[Lines of data]
%%
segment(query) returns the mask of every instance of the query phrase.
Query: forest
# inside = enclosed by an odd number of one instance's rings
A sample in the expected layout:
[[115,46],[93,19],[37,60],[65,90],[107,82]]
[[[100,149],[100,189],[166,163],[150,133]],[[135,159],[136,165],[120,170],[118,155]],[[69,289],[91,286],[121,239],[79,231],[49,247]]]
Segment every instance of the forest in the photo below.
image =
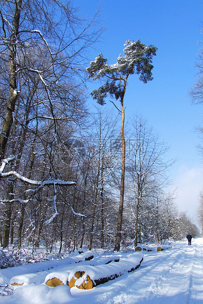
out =
[[168,190],[168,145],[143,115],[125,127],[128,77],[153,81],[157,48],[126,40],[114,64],[91,58],[99,15],[82,20],[70,1],[1,0],[0,14],[0,246],[118,251],[197,235]]

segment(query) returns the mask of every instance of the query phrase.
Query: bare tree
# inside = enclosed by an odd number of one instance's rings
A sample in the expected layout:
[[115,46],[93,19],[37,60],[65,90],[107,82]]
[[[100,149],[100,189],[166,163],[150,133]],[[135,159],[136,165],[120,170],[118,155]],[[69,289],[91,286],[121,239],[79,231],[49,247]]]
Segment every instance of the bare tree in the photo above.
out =
[[128,172],[132,180],[131,191],[133,194],[130,201],[136,206],[136,247],[141,217],[141,205],[156,197],[167,184],[168,179],[166,174],[174,161],[167,158],[169,148],[160,140],[159,136],[148,126],[145,120],[136,116],[132,121],[132,127],[131,139],[134,140],[134,149],[131,161],[128,163]]
[[[140,80],[145,83],[152,80],[151,64],[153,56],[156,55],[157,48],[154,46],[146,46],[137,41],[127,40],[125,48],[123,50],[124,56],[120,54],[117,59],[116,63],[109,65],[107,59],[104,58],[101,53],[94,61],[91,61],[87,68],[89,77],[93,80],[101,79],[104,82],[104,85],[96,90],[92,91],[91,95],[93,99],[98,103],[103,105],[105,99],[109,95],[120,103],[121,114],[121,125],[120,137],[122,141],[122,167],[120,187],[120,202],[118,214],[117,232],[115,250],[120,249],[121,235],[122,219],[123,209],[125,168],[125,141],[124,134],[125,111],[124,98],[126,89],[127,82],[130,75],[134,74],[140,75]],[[112,102],[117,109],[117,106]]]

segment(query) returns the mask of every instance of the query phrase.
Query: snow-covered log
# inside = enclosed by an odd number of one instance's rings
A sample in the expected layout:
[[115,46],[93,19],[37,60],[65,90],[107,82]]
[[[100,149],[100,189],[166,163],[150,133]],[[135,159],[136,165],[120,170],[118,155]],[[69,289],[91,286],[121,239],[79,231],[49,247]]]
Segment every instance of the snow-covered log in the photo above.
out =
[[[93,257],[94,253],[92,252],[88,251],[72,257],[65,257],[54,261],[46,261],[32,265],[23,265],[21,266],[21,269],[23,270],[25,267],[27,270],[27,273],[25,273],[23,271],[21,275],[13,277],[10,279],[10,284],[13,286],[40,284],[44,281],[45,278],[47,276],[47,272],[46,271],[54,267],[61,267],[75,263],[89,260],[92,259]],[[28,273],[28,270],[29,269],[30,269],[30,273]]]
[[135,251],[141,251],[143,250],[143,251],[152,251],[153,249],[151,247],[149,247],[148,246],[137,246],[135,248]]
[[164,250],[164,249],[167,249],[170,246],[168,246],[167,245],[149,245],[148,246],[139,245],[139,246],[137,246],[135,248],[135,251],[141,251],[143,250],[143,251],[162,251],[162,250]]
[[49,287],[56,287],[59,285],[68,285],[68,276],[71,271],[52,272],[48,275],[45,283]]
[[123,274],[137,269],[143,260],[144,254],[135,253],[125,260],[116,263],[93,266],[81,266],[74,268],[68,277],[70,288],[90,289],[94,286],[118,278]]
[[[119,255],[109,255],[108,256],[101,257],[99,259],[96,258],[90,262],[90,265],[93,266],[105,265],[109,264],[113,261],[115,262],[119,262]],[[56,287],[62,284],[68,285],[68,276],[71,270],[52,272],[46,276],[45,279],[45,283],[50,287]],[[80,275],[80,273],[79,275],[76,274],[77,277],[78,277],[78,279]]]

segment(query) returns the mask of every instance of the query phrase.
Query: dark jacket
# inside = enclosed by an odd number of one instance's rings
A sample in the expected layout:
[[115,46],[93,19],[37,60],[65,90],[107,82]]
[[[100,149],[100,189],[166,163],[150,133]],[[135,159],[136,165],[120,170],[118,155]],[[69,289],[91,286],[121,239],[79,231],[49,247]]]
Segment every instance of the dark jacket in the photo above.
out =
[[189,234],[187,235],[186,238],[187,238],[188,241],[191,241],[192,240],[192,235]]

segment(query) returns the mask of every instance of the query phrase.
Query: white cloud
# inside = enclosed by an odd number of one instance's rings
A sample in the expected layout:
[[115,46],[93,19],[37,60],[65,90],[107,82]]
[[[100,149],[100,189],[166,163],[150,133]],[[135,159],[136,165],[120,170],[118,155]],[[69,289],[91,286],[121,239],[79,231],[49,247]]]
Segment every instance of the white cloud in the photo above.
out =
[[193,222],[197,224],[198,196],[203,187],[203,168],[189,168],[181,166],[175,179],[177,186],[176,203],[180,210],[187,211]]

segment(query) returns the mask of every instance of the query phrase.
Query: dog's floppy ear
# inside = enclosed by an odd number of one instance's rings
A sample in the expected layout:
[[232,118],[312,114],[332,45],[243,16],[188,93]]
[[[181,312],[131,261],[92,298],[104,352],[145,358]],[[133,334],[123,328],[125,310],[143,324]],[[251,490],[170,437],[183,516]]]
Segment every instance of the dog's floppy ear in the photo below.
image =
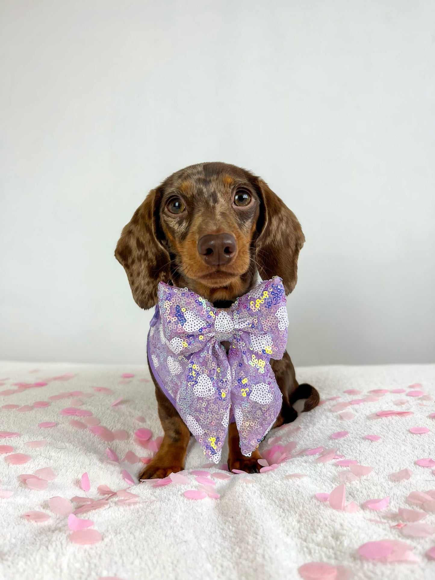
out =
[[305,237],[295,214],[262,179],[258,179],[262,208],[255,242],[255,259],[263,280],[282,278],[286,294],[298,281],[298,256]]
[[169,256],[157,235],[158,197],[155,190],[150,191],[122,230],[115,250],[135,302],[145,309],[157,303],[159,282],[169,278]]

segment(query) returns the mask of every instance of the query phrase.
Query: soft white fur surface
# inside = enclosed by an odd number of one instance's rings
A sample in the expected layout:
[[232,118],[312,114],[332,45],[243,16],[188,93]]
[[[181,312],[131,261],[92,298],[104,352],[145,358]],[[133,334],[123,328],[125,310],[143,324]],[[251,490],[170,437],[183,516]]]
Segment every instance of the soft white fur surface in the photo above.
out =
%%
● **WHAT YOU HAVE TO DO**
List every line of the records above that contains the string "surface", treating uppercase and lowercase letters as distinct.

● **RESPONSE TO THIS TASK**
Query: soft white fur surface
Segment every instance of the soft white fur surface in the photo above.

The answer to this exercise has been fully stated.